*AIM OF THE TASK:* In the documentation excerpt below, when is the max_length argument of batch_encode_3d ignored?

Converts a list of lists of indices (2D) to tokens.

Parameters
  • batch (List[List[int]]) – List of lists of indices to convert to tokens.

  • padding (bool) – whether to keep the padding tokens from the tokens.

batch_encode_3d(batch, padding=(True, True), truncation=(True, True), max_length=(10, 512))[source]#

Converts a list of lists of lists of tokens (3D) to indices.

Parameters
  • batch (List[List[List[str]]]) – List of lists of lists of tokens to convert to indices.

  • padding (Tuple[bool, bool]) – a tuple of two booleans indicating whether to pad the tokens to the max number of tokens and visits (smart padding).

  • truncation (Tuple[bool, bool]) – a tuple of two booleans indicating whether to truncate the tokens to the corresponding element in max_length

  • max_length (Tuple[int, int]) – a tuple of two integers indicating the maximum length of the tokens along the first and second dimension. This argument is ignored if truncation is False.

batch_decode_3d(batch, padding=False)[source]#

Converts a list of lists of lists of indices (3D) to tokens.

Parameters
  • batch (List[List[List[int]]]) – List of lists of lists of indices to convert to tokens.

  • padding (bool) – whether to keep the padding tokens from the tokens.

Metrics#

We provide easy to use metrics (the same style and args as sklearn.metrics) for binary classification, multiclass classification, multilabel classification. We also provide other metrics specically for healthcare tasks, such as drug drug interaction (DDI) rate.

pyhealth.metrics.multiclass#

pyhealth.metrics.multiclass.multiclass_metrics_fn(y_true, y_prob, metrics=None)[source]#

Computes metrics for multiclass classification.

User can specify which metrics to compute by passing a list of metric names. The accepted metric names are:

  • roc_auc_macro_ovo: area under the receiver operating characteristic curve,

    macro averaged over one-vs-one multiclass classification

  • roc_auc_macro_ovr: area under the receiver operating characteristic curve,

    macro averaged over one-vs-rest multiclass classification

  • roc_auc_weighted_ovo: area under the receiver operating characteristic curve,

    weighted averaged over one-vs-one multiclass classification

  • roc_auc_weighted_ovr: area under the receiver operating characteristic curve,

    weighted averaged over one-vs-rest multiclass classification

  • accuracy: accuracy score

  • balanced_accuracy: balanced accuracy score (usually used for imbalanced

    datasets)

[Image-grounded pointing data]
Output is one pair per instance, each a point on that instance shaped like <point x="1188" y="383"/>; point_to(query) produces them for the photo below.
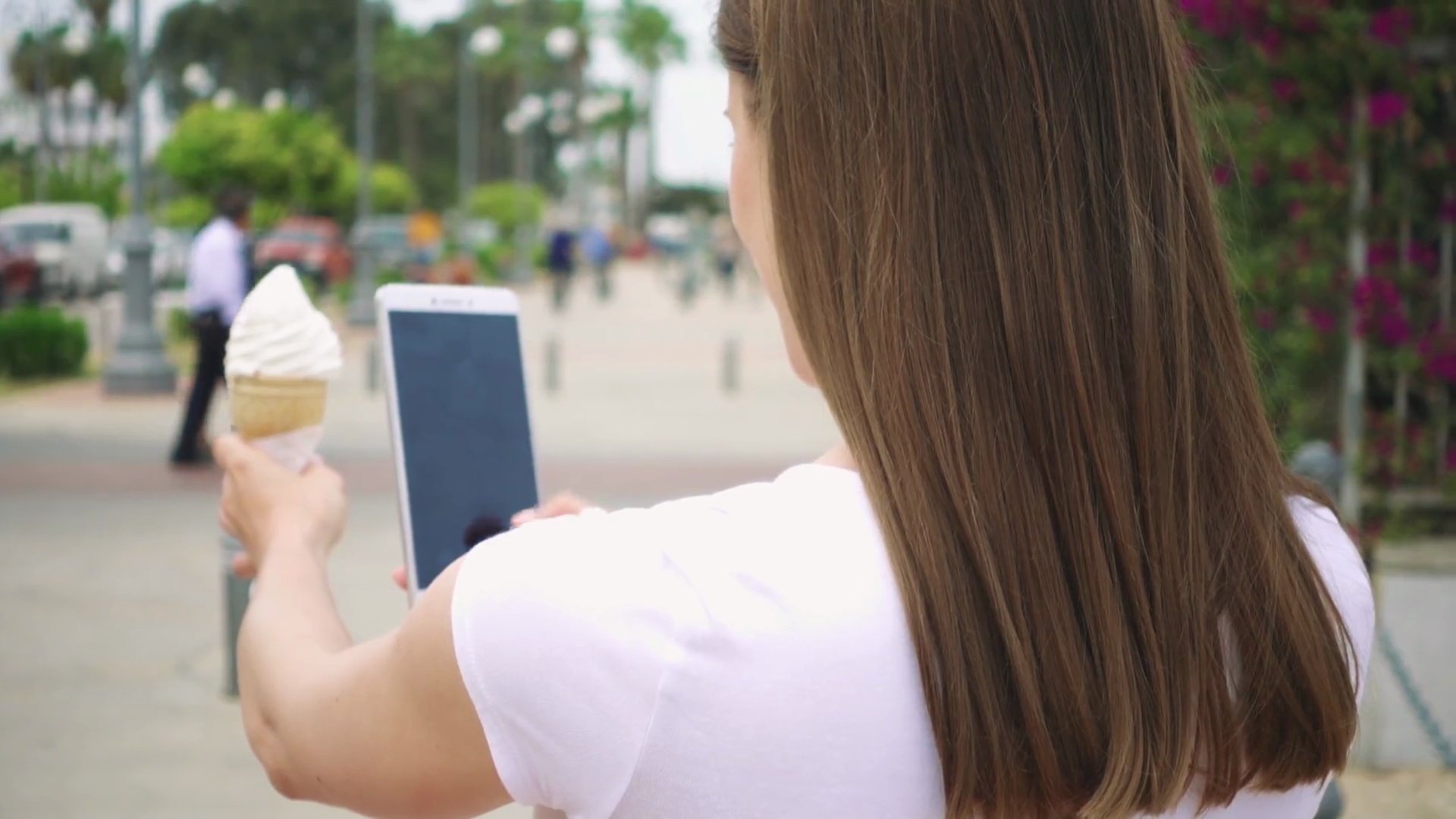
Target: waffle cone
<point x="271" y="407"/>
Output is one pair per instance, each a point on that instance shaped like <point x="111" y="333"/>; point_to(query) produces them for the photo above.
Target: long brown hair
<point x="999" y="249"/>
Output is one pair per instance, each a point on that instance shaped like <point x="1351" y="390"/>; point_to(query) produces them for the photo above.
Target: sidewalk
<point x="109" y="570"/>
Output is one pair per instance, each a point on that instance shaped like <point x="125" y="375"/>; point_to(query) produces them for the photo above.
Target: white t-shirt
<point x="736" y="656"/>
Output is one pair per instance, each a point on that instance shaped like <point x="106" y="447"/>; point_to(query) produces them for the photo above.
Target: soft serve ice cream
<point x="281" y="356"/>
<point x="278" y="334"/>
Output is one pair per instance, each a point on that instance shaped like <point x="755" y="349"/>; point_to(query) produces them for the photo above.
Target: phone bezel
<point x="435" y="299"/>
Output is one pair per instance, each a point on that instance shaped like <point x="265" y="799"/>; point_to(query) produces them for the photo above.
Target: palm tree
<point x="411" y="64"/>
<point x="99" y="12"/>
<point x="648" y="37"/>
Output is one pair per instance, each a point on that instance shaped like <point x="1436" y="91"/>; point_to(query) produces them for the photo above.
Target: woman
<point x="1056" y="567"/>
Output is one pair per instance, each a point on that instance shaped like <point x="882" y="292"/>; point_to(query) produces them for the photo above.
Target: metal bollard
<point x="372" y="368"/>
<point x="731" y="365"/>
<point x="235" y="604"/>
<point x="554" y="365"/>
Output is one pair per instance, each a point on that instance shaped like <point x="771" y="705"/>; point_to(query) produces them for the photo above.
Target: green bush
<point x="185" y="213"/>
<point x="180" y="325"/>
<point x="494" y="260"/>
<point x="509" y="205"/>
<point x="41" y="343"/>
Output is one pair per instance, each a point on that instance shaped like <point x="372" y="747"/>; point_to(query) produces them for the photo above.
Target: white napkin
<point x="294" y="450"/>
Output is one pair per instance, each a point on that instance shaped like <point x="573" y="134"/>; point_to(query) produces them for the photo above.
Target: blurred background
<point x="577" y="152"/>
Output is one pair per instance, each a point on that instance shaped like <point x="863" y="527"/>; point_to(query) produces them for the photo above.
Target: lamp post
<point x="561" y="44"/>
<point x="362" y="308"/>
<point x="137" y="366"/>
<point x="484" y="42"/>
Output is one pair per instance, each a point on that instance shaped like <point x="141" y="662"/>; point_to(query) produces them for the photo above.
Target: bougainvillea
<point x="1299" y="93"/>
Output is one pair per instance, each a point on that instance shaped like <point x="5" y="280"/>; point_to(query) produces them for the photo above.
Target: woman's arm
<point x="383" y="727"/>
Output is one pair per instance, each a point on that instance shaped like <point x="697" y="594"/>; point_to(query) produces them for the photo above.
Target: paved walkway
<point x="109" y="572"/>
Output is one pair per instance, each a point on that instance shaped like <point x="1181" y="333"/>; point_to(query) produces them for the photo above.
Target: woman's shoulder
<point x="1343" y="570"/>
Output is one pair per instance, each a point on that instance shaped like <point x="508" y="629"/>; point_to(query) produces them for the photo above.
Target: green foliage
<point x="185" y="213"/>
<point x="394" y="191"/>
<point x="180" y="325"/>
<point x="686" y="199"/>
<point x="494" y="260"/>
<point x="648" y="37"/>
<point x="12" y="188"/>
<point x="1286" y="79"/>
<point x="267" y="215"/>
<point x="509" y="206"/>
<point x="291" y="158"/>
<point x="41" y="343"/>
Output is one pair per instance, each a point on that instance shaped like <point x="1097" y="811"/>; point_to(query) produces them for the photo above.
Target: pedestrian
<point x="561" y="262"/>
<point x="596" y="248"/>
<point x="218" y="279"/>
<point x="1053" y="567"/>
<point x="726" y="253"/>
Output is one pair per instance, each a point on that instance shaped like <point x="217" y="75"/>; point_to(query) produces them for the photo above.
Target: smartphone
<point x="459" y="422"/>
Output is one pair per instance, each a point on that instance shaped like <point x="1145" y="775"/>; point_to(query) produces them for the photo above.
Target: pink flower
<point x="1286" y="89"/>
<point x="1421" y="254"/>
<point x="1439" y="354"/>
<point x="1323" y="321"/>
<point x="1223" y="18"/>
<point x="1375" y="292"/>
<point x="1383" y="447"/>
<point x="1391" y="27"/>
<point x="1386" y="108"/>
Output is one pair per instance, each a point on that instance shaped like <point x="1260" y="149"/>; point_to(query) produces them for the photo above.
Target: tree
<point x="413" y="67"/>
<point x="1316" y="101"/>
<point x="302" y="47"/>
<point x="648" y="37"/>
<point x="291" y="158"/>
<point x="99" y="12"/>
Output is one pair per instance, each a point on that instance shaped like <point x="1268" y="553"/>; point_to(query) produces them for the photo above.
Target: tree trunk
<point x="410" y="133"/>
<point x="650" y="193"/>
<point x="625" y="177"/>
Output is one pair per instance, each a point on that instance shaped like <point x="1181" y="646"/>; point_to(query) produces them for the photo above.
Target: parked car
<point x="169" y="253"/>
<point x="312" y="245"/>
<point x="69" y="242"/>
<point x="19" y="271"/>
<point x="388" y="237"/>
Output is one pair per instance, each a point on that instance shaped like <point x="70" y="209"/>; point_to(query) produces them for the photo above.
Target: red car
<point x="19" y="271"/>
<point x="315" y="246"/>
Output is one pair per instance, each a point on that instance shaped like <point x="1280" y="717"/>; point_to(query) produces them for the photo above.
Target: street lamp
<point x="137" y="366"/>
<point x="482" y="44"/>
<point x="199" y="80"/>
<point x="362" y="308"/>
<point x="76" y="41"/>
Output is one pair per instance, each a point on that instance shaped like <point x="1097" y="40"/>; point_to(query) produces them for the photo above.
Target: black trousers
<point x="212" y="347"/>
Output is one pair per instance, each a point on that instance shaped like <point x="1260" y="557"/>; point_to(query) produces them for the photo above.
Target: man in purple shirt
<point x="216" y="284"/>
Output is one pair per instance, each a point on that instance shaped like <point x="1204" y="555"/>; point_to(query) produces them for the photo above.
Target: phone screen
<point x="465" y="431"/>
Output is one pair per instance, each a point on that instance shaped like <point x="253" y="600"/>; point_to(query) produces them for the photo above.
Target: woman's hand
<point x="267" y="506"/>
<point x="561" y="506"/>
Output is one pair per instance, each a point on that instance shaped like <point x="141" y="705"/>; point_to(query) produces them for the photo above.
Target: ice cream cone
<point x="265" y="407"/>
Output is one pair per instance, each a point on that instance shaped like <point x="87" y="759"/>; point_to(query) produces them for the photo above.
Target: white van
<point x="69" y="242"/>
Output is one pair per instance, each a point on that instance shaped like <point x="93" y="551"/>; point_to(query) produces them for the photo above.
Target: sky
<point x="693" y="136"/>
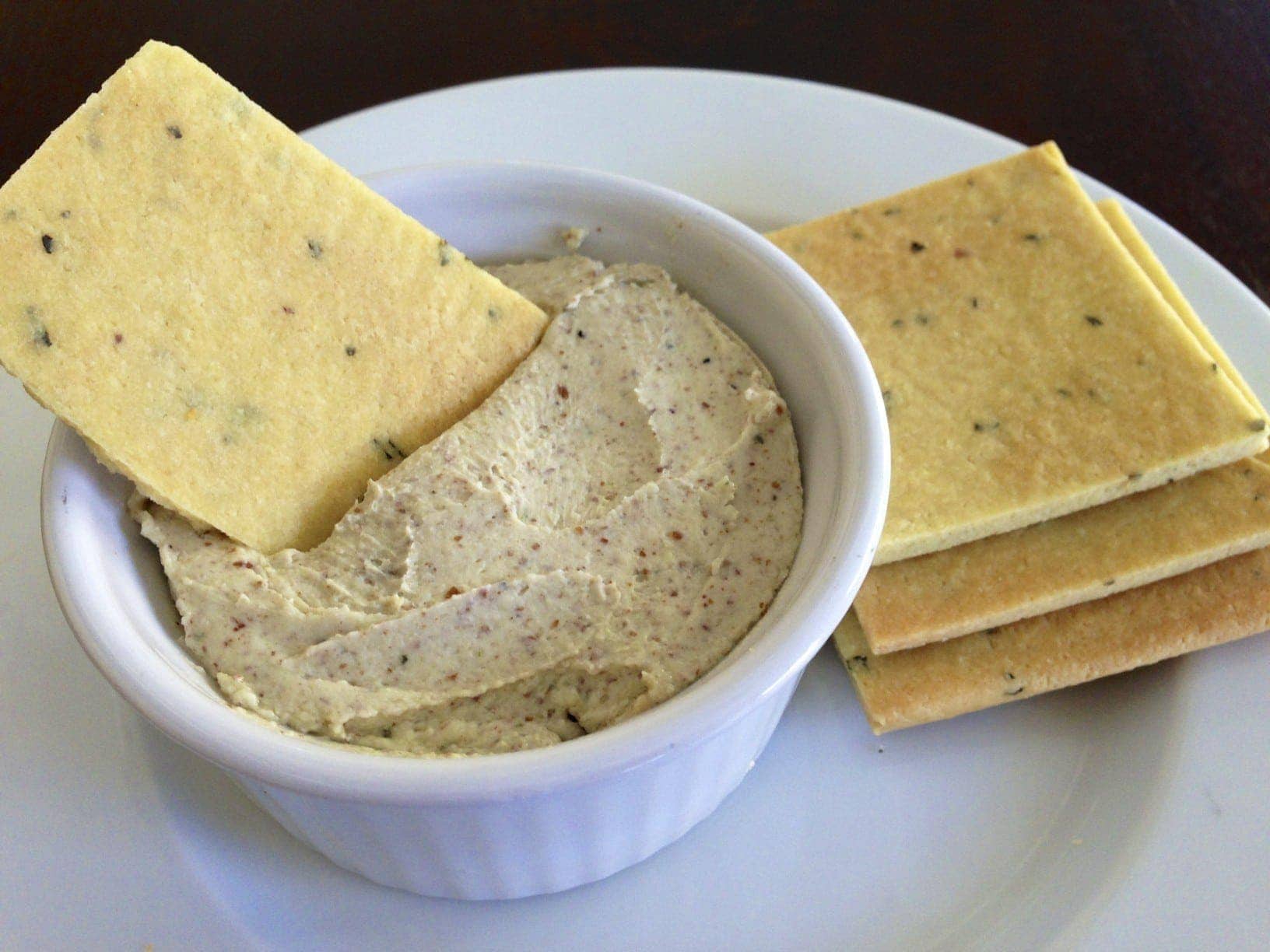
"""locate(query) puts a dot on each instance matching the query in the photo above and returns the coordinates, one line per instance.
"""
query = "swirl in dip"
(588, 542)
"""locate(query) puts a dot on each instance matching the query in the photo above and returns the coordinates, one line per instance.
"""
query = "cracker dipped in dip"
(588, 542)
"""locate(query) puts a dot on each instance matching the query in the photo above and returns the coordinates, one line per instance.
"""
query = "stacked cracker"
(230, 319)
(1075, 492)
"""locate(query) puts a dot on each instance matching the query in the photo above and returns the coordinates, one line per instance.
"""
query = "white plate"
(1131, 811)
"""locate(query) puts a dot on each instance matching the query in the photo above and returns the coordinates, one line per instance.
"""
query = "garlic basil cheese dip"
(590, 541)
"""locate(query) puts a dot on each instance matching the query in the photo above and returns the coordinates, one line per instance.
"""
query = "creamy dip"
(590, 541)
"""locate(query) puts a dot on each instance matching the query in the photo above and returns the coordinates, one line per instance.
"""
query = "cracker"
(1137, 247)
(1086, 555)
(1029, 366)
(1077, 558)
(230, 319)
(1205, 607)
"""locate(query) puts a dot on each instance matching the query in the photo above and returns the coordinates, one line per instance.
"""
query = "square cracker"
(1205, 607)
(230, 319)
(1029, 366)
(1077, 558)
(1085, 555)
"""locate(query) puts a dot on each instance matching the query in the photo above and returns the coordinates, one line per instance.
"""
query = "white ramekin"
(542, 821)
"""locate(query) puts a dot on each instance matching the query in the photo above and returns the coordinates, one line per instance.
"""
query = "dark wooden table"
(1166, 102)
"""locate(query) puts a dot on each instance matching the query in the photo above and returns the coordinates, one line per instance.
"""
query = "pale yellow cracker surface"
(1205, 607)
(229, 317)
(1137, 247)
(1081, 556)
(1029, 366)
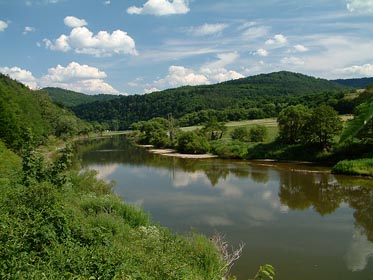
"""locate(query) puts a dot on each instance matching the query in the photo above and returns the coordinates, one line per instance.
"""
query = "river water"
(306, 222)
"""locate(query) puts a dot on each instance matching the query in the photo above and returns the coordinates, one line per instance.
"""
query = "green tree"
(191, 142)
(323, 126)
(213, 129)
(291, 122)
(240, 133)
(258, 133)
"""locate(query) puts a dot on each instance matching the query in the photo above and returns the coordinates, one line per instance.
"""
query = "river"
(306, 222)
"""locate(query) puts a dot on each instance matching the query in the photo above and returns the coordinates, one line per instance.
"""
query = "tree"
(213, 129)
(240, 133)
(361, 125)
(323, 125)
(191, 142)
(291, 121)
(258, 133)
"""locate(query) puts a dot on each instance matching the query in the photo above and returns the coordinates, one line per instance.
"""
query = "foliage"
(354, 167)
(361, 121)
(258, 133)
(323, 126)
(254, 97)
(81, 230)
(22, 109)
(192, 142)
(292, 121)
(70, 98)
(240, 133)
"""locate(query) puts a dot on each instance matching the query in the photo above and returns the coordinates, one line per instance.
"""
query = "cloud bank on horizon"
(133, 48)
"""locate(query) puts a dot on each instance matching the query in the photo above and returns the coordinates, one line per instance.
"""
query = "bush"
(192, 143)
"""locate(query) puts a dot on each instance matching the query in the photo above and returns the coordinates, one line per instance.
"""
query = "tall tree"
(291, 121)
(323, 126)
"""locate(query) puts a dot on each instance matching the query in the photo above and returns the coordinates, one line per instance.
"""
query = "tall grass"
(362, 167)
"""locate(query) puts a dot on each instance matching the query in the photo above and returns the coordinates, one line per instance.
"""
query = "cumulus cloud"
(81, 78)
(207, 29)
(181, 76)
(360, 6)
(73, 22)
(359, 70)
(3, 25)
(28, 29)
(261, 52)
(81, 40)
(292, 60)
(21, 75)
(278, 40)
(300, 48)
(255, 32)
(161, 8)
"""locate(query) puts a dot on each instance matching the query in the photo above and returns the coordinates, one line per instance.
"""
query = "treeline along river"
(306, 222)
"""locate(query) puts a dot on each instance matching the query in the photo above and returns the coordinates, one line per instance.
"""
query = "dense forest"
(70, 98)
(254, 97)
(23, 111)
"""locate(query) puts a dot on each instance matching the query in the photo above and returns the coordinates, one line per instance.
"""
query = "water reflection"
(283, 207)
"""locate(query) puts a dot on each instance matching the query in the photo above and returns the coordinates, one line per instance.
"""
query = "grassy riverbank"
(78, 229)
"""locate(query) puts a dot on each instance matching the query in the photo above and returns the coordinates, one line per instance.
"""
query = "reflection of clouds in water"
(359, 252)
(104, 171)
(229, 190)
(215, 220)
(183, 179)
(273, 200)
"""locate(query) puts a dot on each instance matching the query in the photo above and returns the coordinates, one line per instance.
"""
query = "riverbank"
(65, 223)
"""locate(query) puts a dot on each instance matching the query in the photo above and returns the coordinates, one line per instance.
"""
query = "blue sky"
(139, 46)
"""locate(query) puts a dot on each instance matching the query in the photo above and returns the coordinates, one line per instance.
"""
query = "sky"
(139, 46)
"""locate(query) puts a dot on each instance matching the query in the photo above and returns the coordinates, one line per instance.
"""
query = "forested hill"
(26, 113)
(358, 83)
(253, 97)
(71, 98)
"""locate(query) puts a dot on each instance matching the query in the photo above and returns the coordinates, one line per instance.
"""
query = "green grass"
(362, 167)
(81, 230)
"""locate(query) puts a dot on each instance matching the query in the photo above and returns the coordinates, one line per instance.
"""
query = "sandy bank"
(172, 153)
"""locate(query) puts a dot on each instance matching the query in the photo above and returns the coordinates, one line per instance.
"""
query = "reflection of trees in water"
(301, 191)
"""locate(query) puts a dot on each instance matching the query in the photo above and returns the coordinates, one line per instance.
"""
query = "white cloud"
(359, 70)
(83, 41)
(28, 29)
(207, 29)
(20, 75)
(292, 60)
(150, 90)
(181, 76)
(81, 78)
(261, 52)
(224, 59)
(3, 25)
(360, 6)
(73, 71)
(278, 40)
(161, 8)
(73, 22)
(255, 32)
(300, 48)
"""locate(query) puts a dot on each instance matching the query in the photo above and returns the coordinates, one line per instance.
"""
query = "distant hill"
(253, 97)
(358, 83)
(24, 112)
(71, 98)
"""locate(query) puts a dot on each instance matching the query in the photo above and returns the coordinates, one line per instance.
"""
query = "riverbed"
(306, 222)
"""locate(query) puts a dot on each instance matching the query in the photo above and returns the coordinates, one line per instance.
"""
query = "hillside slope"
(253, 97)
(24, 112)
(71, 98)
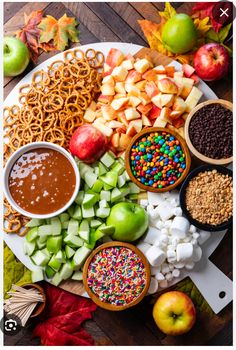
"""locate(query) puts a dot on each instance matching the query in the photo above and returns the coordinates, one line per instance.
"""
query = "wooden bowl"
(41, 305)
(182, 195)
(93, 296)
(184, 148)
(193, 150)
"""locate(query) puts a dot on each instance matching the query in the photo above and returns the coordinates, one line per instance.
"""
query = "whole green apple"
(15, 56)
(130, 221)
(174, 313)
(179, 34)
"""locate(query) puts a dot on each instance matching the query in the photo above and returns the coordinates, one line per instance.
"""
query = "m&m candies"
(157, 159)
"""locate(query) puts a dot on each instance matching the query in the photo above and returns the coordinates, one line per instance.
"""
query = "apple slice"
(107, 89)
(150, 75)
(137, 124)
(144, 109)
(120, 87)
(104, 129)
(188, 70)
(115, 140)
(170, 70)
(151, 89)
(114, 57)
(179, 105)
(108, 80)
(142, 65)
(105, 98)
(154, 112)
(113, 124)
(89, 115)
(167, 86)
(119, 103)
(128, 64)
(108, 112)
(131, 113)
(134, 101)
(146, 121)
(160, 69)
(119, 73)
(133, 77)
(193, 98)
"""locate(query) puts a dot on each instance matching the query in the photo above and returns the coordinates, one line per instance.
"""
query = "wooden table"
(118, 22)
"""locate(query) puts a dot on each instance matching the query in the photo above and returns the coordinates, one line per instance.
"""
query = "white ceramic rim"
(12, 160)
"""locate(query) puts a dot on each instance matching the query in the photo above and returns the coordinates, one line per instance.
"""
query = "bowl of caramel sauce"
(41, 180)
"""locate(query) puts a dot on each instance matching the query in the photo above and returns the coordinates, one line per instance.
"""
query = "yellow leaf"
(168, 12)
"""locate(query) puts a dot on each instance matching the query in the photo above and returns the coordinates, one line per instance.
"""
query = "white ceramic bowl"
(13, 158)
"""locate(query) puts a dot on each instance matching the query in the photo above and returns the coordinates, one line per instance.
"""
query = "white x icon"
(224, 12)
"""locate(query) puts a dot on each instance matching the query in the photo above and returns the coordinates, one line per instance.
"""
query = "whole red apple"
(174, 313)
(211, 62)
(88, 143)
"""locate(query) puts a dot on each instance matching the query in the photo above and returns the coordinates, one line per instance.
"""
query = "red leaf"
(204, 9)
(63, 317)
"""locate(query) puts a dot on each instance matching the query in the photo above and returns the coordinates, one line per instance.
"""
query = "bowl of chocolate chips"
(209, 132)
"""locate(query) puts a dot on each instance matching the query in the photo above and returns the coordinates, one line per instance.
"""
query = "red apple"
(211, 62)
(88, 143)
(174, 313)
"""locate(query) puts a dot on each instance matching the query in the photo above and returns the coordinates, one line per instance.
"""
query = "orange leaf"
(30, 33)
(59, 31)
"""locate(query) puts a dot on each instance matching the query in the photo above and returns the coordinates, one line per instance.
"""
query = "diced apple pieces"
(131, 113)
(107, 89)
(119, 103)
(167, 86)
(119, 73)
(193, 98)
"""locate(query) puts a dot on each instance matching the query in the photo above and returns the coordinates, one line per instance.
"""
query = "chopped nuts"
(209, 197)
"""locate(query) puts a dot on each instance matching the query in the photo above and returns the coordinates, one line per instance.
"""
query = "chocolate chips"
(211, 131)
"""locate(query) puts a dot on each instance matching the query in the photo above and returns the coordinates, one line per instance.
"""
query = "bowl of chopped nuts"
(206, 197)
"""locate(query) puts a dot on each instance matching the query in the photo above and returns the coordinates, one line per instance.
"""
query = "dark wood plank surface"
(117, 21)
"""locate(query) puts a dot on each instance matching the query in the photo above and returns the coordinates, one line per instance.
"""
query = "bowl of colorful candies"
(157, 159)
(116, 276)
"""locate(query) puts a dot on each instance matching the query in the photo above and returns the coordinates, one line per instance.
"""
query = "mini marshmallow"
(163, 284)
(204, 236)
(159, 276)
(143, 246)
(153, 286)
(197, 253)
(184, 251)
(167, 224)
(169, 276)
(165, 268)
(179, 265)
(151, 235)
(155, 198)
(192, 229)
(150, 208)
(155, 270)
(155, 256)
(175, 273)
(143, 202)
(179, 227)
(189, 265)
(165, 211)
(178, 211)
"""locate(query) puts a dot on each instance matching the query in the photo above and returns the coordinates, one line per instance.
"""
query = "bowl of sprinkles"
(116, 276)
(157, 159)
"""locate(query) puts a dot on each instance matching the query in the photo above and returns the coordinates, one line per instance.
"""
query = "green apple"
(130, 221)
(179, 34)
(174, 313)
(15, 56)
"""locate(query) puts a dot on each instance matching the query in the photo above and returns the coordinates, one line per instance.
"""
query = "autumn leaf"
(30, 34)
(59, 31)
(168, 12)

*RESPONSE BELOW:* It is ignored if truncation is False.